» INFORMATION GIVEN
• • • •

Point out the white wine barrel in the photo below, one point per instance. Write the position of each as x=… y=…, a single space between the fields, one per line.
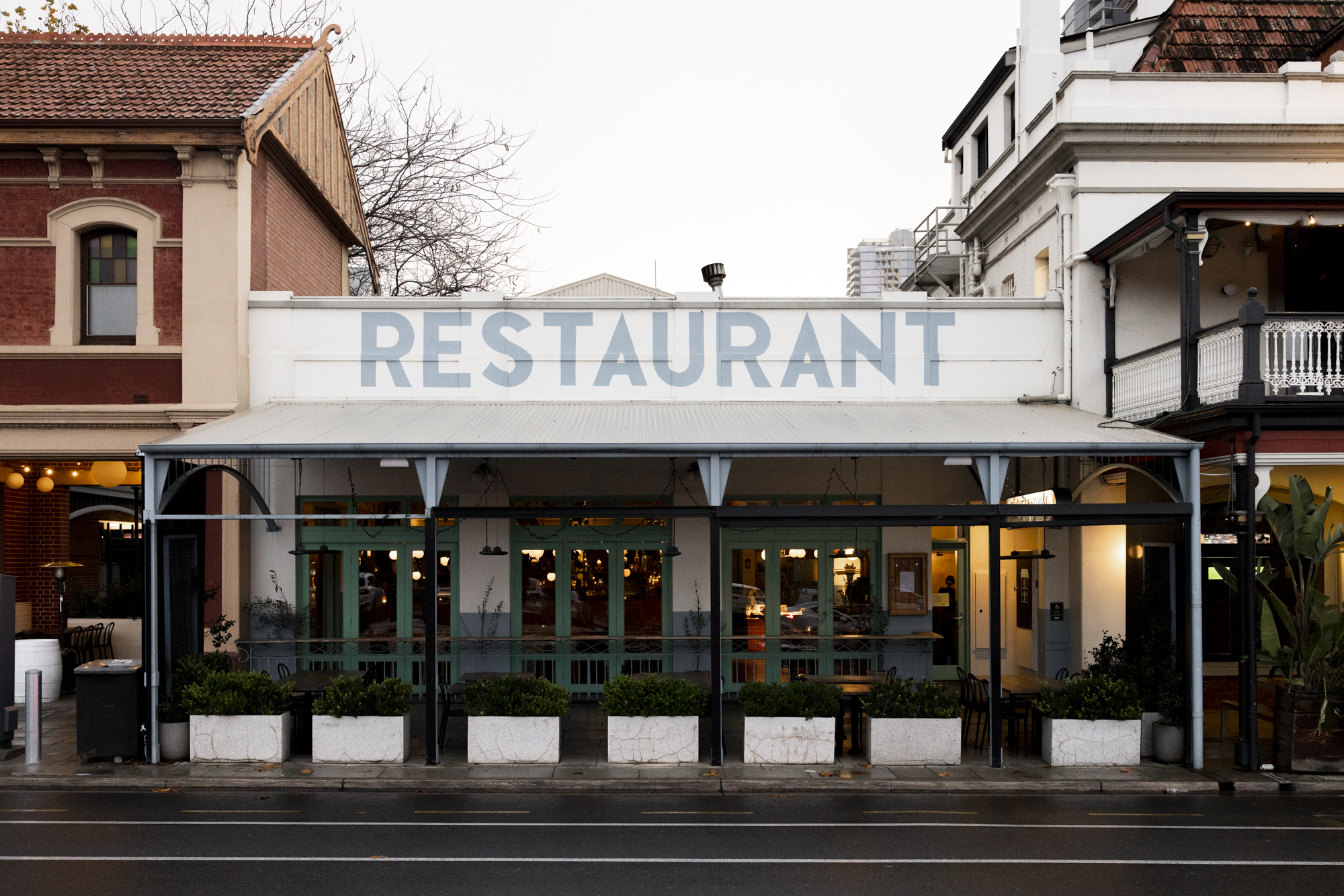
x=37 y=654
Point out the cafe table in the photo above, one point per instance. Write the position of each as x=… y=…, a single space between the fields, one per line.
x=1029 y=687
x=853 y=688
x=307 y=686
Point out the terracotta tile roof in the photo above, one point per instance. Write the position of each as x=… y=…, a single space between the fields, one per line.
x=1237 y=36
x=124 y=77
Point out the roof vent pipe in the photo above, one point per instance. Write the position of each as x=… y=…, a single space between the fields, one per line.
x=714 y=276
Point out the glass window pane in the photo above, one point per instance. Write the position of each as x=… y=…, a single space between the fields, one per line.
x=378 y=594
x=589 y=594
x=112 y=311
x=748 y=609
x=538 y=580
x=380 y=508
x=326 y=507
x=800 y=608
x=325 y=596
x=851 y=589
x=643 y=602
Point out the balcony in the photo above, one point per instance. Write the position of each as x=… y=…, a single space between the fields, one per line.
x=937 y=252
x=1298 y=357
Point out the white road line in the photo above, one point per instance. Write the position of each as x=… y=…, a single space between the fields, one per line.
x=663 y=824
x=576 y=860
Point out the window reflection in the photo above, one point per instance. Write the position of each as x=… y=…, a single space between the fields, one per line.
x=643 y=602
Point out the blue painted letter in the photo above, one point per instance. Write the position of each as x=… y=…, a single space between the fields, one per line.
x=370 y=353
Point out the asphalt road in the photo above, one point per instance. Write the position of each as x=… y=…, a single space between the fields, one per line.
x=335 y=844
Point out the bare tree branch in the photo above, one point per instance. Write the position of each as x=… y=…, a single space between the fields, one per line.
x=443 y=195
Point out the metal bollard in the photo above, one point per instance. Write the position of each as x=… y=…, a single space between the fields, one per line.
x=33 y=717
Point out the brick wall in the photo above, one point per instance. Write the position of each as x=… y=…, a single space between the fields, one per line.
x=300 y=252
x=33 y=381
x=37 y=531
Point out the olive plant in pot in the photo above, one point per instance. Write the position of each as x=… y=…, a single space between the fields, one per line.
x=790 y=723
x=239 y=717
x=1311 y=656
x=1170 y=730
x=912 y=723
x=358 y=722
x=515 y=721
x=1095 y=721
x=653 y=719
x=174 y=721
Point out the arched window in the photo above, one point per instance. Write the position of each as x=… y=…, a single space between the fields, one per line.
x=110 y=277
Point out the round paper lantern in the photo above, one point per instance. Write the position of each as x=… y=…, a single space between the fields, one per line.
x=110 y=474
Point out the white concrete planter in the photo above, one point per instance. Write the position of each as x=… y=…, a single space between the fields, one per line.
x=174 y=741
x=913 y=742
x=240 y=738
x=1107 y=742
x=362 y=738
x=653 y=740
x=790 y=741
x=514 y=740
x=1146 y=742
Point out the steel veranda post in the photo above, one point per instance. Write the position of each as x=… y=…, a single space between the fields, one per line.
x=431 y=604
x=993 y=718
x=716 y=643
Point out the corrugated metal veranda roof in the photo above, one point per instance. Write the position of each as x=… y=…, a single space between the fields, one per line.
x=679 y=429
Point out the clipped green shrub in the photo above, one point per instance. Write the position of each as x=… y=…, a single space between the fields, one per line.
x=190 y=670
x=237 y=694
x=650 y=697
x=806 y=699
x=1092 y=698
x=517 y=698
x=911 y=699
x=350 y=697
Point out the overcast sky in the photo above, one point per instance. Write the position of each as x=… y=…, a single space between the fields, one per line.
x=767 y=136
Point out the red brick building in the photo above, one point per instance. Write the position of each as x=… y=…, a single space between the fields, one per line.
x=147 y=186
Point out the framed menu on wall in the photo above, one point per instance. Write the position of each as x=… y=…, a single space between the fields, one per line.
x=908 y=585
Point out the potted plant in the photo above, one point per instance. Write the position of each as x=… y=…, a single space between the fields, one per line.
x=1170 y=731
x=790 y=723
x=357 y=722
x=912 y=723
x=239 y=717
x=174 y=721
x=653 y=719
x=515 y=721
x=1095 y=721
x=1311 y=659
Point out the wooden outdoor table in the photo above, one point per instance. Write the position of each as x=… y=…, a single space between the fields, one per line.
x=308 y=684
x=854 y=688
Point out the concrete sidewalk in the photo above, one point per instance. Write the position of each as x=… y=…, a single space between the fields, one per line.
x=584 y=769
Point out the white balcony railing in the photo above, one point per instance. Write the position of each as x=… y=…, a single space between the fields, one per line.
x=1303 y=355
x=1147 y=385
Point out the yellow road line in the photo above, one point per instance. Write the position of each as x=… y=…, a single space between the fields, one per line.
x=915 y=812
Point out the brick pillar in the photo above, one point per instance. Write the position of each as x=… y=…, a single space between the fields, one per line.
x=37 y=533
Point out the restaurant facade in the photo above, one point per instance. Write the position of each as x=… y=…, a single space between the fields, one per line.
x=753 y=490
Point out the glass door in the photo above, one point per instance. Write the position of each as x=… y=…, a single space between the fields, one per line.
x=950 y=602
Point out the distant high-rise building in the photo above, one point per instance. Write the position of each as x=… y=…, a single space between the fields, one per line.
x=881 y=264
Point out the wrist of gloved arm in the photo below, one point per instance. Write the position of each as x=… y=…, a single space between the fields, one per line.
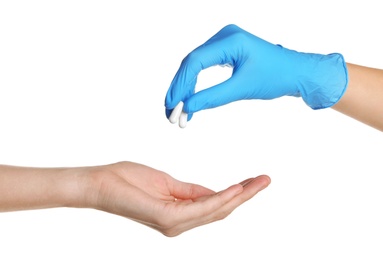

• • • •

» TO DO
Skip the images and write out the rest of the listing exactly.

» RESULT OF THE TASK
Point out the white wine barrel in the photo below, one point per instance. Write the position of each as x=… y=…, a single space between the fields, one per line.
x=37 y=654
Point out the cafe table in the photo above, one point per instance. Write the position of each as x=… y=…, a single space between the fields, one per line.
x=1029 y=687
x=853 y=688
x=307 y=686
Point out the terracotta tile roof in the photo above, one point per instance. Write the position of each as x=… y=…, a single space between the fields, one per line.
x=1237 y=36
x=124 y=77
Point out the roof vent pipe in the photo above, one point per instance. Write the position of each as x=… y=…, a single space between the fields, one per line.
x=714 y=276
Point out the glass window pane in the photo above, one point per instance. Write the position of each as x=… y=…, a single space between the fields, one per line.
x=378 y=594
x=589 y=594
x=112 y=311
x=748 y=609
x=538 y=580
x=380 y=508
x=326 y=507
x=800 y=608
x=325 y=596
x=851 y=589
x=643 y=602
Point out the balcony in the photo above, one point per instance. Write the position of each as x=… y=…, a single space between the fields, one per line.
x=937 y=252
x=1298 y=357
Point out the white road line in the photo above, one point per instance. Write the position of each as x=… y=…, a single space between the fields, one per line.
x=663 y=824
x=576 y=860
Point out the window reflection in the photo above, one point per instance. Write the position of each as x=… y=…, a single space between the fields, one per line.
x=643 y=602
Point out the blue painted letter in the photo above, one point per instance. Write the position of each as x=… y=…, a single space between the fields, one per line.
x=370 y=353
Point out the asphalt road in the photo above, one point per instance. Write the position of each as x=… y=…, a single space between the fields, one per line.
x=335 y=844
Point out the bare tree branch in the photo above, one point per instance. Write the position of each as x=… y=…, a single space between the fields, one per line.
x=443 y=195
Point out the metal bollard in the photo above, one point per instance. Write the position of each as x=… y=…, a single space between the fields, one per line.
x=33 y=717
Point out the brick wall in the photo above, one point per instance. Write the position of each as x=… y=…, a single space between the fields, one per line.
x=300 y=252
x=33 y=381
x=37 y=531
Point out the olive plant in pot in the photo above, one point per instance. Write the position of each as x=… y=…, a single space between the fields, one per line.
x=790 y=723
x=239 y=717
x=1311 y=656
x=1170 y=730
x=912 y=723
x=358 y=722
x=515 y=721
x=1095 y=721
x=653 y=719
x=174 y=721
Point out the arched window in the photo above, one point per instance. Write the position of each as x=… y=…, a single space between the fields, one per line.
x=110 y=277
Point out the round paper lantern in the photo above, one point per instance. Write the position of each as x=… y=…, a single space between the fields, one per line.
x=110 y=474
Point out the white concrete planter in the photo above, one point per instance. Write the position of each as x=… y=…, a single space between the fields, one per line.
x=174 y=741
x=913 y=742
x=240 y=738
x=1107 y=742
x=362 y=738
x=653 y=740
x=790 y=741
x=514 y=740
x=1146 y=742
Point out the steel veranda post in the photo above, one point per instance. Write the position of each as x=… y=…, a single space between the fields, one per line.
x=431 y=604
x=993 y=718
x=716 y=643
Point out the corrugated metal veranda roof in the photo above, one point per instance. Write the position of each as x=… y=…, a single space between the fields, one per line.
x=679 y=429
Point out the clipped green shrub in the photo above, one point per instance. Write the position of each as x=… y=…, a single space between the fields, one per line.
x=190 y=670
x=237 y=694
x=650 y=697
x=806 y=699
x=1092 y=698
x=517 y=698
x=911 y=699
x=350 y=697
Point out the overcast sky in the photo above, one point per instance. Write the position of each as x=… y=…, a single space between the fields, one per line.
x=767 y=136
Point out the red brick building in the photo above, one point per instance. Write the position of each as x=… y=…, a single space between the fields, one per line.
x=147 y=186
Point out the framed menu on wall in the photo above, one point per instance. Write the position of each as x=… y=…, a single space between the fields, one per line.
x=908 y=585
Point out the potted plant in the photo above, one point per instance. Write the position of each as x=… y=…, a single space between the fields, one per line.
x=1170 y=731
x=790 y=723
x=357 y=722
x=912 y=723
x=239 y=717
x=174 y=721
x=653 y=719
x=515 y=721
x=1095 y=721
x=1311 y=659
Point out the wooden outdoor table in the photo above, one point per instance. Write the position of each as x=… y=…, a single space between the fields, one per line.
x=308 y=684
x=854 y=688
Point out the concrete sidewalk in the photo above, one point per instance. Write the position of each as x=… y=…, a single space between the fields, one per line.
x=584 y=769
Point out the white balcony railing in the photo above, one point per instance. Write the position of each as x=… y=…, a single space between the fields, one per line.
x=1303 y=355
x=1147 y=385
Point out the yellow road line in the photo above, one point per instance. Write the position of each as x=… y=…, a single space between the fields, one per line.
x=915 y=812
Point out the brick pillar in the photo above, one point per instance. Write the position of each as x=… y=…, a single space between the fields, one per line.
x=37 y=533
Point out the restaurant facade in the photo above, one point per instance. Write the position of each as x=… y=…, a single space between the fields, one per line.
x=753 y=490
Point out the glass door in the photo above, one point per instance. Write the position of each as x=… y=…, a single space between the fields, one per line.
x=950 y=602
Point out the distant high-rise building in the photo above, one point per instance. Write the position of each as x=… y=…, a single space between the fields, one per line.
x=881 y=264
Point out the wrist of gloved arm in the photo below, one point per instance. Write the position of each as x=… y=…, a single space between the fields, one per line.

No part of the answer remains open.